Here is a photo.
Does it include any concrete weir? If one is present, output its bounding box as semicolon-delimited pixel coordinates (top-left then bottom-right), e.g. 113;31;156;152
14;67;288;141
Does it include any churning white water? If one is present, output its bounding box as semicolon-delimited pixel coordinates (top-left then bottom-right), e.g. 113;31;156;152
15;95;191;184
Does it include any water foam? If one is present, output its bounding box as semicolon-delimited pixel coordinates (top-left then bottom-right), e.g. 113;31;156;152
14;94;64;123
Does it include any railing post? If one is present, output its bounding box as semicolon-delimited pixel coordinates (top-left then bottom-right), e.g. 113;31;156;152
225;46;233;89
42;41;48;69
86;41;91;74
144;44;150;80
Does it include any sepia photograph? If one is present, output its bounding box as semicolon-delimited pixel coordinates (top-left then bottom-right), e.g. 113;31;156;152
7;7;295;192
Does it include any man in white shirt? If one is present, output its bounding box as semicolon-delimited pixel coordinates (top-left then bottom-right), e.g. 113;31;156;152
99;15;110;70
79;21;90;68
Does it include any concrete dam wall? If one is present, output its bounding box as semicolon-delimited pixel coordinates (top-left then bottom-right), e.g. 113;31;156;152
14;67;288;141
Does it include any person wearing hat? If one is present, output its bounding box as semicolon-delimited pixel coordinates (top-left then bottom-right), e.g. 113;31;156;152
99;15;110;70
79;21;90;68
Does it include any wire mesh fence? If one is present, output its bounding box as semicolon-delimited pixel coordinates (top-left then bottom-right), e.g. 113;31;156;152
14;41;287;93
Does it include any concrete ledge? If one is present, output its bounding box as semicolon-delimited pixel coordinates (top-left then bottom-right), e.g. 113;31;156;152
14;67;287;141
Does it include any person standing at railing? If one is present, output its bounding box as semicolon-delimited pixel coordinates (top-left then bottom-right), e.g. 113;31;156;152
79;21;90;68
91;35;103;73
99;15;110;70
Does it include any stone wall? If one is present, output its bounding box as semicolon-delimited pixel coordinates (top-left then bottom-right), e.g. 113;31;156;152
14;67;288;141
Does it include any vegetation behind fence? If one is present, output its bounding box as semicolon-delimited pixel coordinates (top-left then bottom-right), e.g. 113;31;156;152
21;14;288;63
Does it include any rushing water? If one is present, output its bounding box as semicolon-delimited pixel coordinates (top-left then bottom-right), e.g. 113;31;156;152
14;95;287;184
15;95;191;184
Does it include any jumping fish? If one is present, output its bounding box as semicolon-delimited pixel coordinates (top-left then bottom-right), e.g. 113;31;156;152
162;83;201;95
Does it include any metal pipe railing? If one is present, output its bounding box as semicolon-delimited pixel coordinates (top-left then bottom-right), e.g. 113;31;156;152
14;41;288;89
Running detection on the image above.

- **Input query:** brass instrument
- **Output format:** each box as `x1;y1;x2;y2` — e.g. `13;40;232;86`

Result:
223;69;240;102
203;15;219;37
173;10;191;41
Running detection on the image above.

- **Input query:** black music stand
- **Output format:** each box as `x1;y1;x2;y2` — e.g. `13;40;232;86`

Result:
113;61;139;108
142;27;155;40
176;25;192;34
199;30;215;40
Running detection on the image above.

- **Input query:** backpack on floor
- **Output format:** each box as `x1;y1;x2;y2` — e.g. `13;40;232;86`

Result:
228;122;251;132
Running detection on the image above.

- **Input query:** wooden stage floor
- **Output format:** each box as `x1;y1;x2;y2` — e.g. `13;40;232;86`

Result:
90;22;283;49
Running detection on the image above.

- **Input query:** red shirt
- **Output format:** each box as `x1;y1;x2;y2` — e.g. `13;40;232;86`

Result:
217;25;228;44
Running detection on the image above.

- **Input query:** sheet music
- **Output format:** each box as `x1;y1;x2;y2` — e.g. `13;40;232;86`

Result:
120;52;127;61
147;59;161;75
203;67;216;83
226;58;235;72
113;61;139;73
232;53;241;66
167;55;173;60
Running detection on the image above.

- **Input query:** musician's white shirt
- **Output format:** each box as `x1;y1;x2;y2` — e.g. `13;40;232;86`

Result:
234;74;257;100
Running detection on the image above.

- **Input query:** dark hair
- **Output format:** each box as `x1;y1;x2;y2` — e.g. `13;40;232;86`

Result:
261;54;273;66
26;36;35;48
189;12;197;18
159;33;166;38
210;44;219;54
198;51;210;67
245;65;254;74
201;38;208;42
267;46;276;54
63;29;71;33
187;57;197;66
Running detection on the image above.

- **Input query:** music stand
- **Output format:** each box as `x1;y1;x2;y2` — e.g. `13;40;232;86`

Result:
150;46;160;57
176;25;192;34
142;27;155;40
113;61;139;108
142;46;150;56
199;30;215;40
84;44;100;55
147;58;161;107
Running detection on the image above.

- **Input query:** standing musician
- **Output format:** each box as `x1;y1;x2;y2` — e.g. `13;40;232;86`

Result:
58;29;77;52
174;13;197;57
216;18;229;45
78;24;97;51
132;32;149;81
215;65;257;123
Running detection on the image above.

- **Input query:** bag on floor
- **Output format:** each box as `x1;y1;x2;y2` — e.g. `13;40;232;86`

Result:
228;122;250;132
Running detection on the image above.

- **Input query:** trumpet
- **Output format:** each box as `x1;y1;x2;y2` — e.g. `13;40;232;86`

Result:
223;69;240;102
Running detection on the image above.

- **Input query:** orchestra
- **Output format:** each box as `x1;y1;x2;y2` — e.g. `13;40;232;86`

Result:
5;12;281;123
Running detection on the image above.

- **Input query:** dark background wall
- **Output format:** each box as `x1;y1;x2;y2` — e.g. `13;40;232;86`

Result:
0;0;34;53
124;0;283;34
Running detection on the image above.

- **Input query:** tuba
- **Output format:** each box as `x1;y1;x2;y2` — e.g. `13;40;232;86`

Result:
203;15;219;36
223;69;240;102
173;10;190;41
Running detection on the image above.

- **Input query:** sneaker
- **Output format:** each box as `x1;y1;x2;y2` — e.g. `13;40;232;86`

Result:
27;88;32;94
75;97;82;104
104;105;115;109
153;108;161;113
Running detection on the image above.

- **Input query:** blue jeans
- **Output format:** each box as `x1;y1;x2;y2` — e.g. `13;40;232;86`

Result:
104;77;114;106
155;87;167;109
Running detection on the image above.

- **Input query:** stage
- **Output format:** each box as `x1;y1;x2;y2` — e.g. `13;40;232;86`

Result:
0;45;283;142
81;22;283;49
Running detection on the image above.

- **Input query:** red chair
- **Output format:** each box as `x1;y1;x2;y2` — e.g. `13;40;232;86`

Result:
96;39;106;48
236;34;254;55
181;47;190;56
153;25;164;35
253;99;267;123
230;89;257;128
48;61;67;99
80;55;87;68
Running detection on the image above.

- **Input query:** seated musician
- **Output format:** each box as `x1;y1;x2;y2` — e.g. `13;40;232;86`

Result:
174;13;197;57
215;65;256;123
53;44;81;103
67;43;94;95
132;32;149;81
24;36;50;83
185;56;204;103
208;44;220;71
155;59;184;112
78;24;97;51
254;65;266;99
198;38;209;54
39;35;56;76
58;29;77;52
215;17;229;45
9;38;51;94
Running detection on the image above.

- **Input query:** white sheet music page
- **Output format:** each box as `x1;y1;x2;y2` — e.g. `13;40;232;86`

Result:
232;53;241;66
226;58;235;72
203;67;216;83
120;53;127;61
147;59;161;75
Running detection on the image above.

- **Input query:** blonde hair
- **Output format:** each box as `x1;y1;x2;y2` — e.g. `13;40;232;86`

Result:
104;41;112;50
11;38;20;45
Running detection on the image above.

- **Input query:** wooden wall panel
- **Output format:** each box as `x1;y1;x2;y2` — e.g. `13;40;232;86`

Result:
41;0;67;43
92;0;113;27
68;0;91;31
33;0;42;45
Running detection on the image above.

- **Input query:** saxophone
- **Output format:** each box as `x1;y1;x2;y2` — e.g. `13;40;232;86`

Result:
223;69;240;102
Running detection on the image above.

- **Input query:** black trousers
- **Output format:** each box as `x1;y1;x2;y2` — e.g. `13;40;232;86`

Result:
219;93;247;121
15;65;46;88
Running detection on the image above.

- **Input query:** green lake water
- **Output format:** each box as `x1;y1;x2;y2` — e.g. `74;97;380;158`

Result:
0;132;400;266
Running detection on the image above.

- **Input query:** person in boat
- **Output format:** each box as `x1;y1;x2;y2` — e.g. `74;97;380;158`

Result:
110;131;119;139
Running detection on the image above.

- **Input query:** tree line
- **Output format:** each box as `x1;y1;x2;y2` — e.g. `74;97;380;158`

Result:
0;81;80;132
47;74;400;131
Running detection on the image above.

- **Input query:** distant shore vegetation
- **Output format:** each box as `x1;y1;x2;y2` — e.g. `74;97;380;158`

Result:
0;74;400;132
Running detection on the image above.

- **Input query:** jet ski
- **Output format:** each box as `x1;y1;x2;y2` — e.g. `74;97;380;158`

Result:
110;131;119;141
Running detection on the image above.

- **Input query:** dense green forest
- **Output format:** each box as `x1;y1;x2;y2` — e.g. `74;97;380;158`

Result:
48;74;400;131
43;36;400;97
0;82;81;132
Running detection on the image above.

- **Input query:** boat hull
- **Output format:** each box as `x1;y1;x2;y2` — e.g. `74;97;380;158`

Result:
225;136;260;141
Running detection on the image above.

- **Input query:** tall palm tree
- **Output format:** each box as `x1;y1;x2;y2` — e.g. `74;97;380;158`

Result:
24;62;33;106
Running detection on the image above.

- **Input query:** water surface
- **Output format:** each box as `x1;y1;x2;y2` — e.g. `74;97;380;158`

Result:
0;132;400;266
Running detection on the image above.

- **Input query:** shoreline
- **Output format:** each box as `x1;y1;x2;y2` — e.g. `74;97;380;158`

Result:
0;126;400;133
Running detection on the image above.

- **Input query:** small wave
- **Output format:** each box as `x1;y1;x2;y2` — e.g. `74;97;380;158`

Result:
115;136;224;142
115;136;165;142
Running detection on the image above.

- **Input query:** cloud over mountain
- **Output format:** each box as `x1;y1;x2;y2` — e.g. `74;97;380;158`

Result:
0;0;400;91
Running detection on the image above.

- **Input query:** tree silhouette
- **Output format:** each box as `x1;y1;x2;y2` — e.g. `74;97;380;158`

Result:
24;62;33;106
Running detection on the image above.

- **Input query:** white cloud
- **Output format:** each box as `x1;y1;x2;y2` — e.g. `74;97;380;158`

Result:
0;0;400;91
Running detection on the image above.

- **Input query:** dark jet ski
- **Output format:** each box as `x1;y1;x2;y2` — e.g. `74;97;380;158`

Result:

____

* What this task involves:
List every line in the listing above that contains the word "cloud".

* Correct response:
- **Input query:** cloud over mountain
- **Input query:** white cloud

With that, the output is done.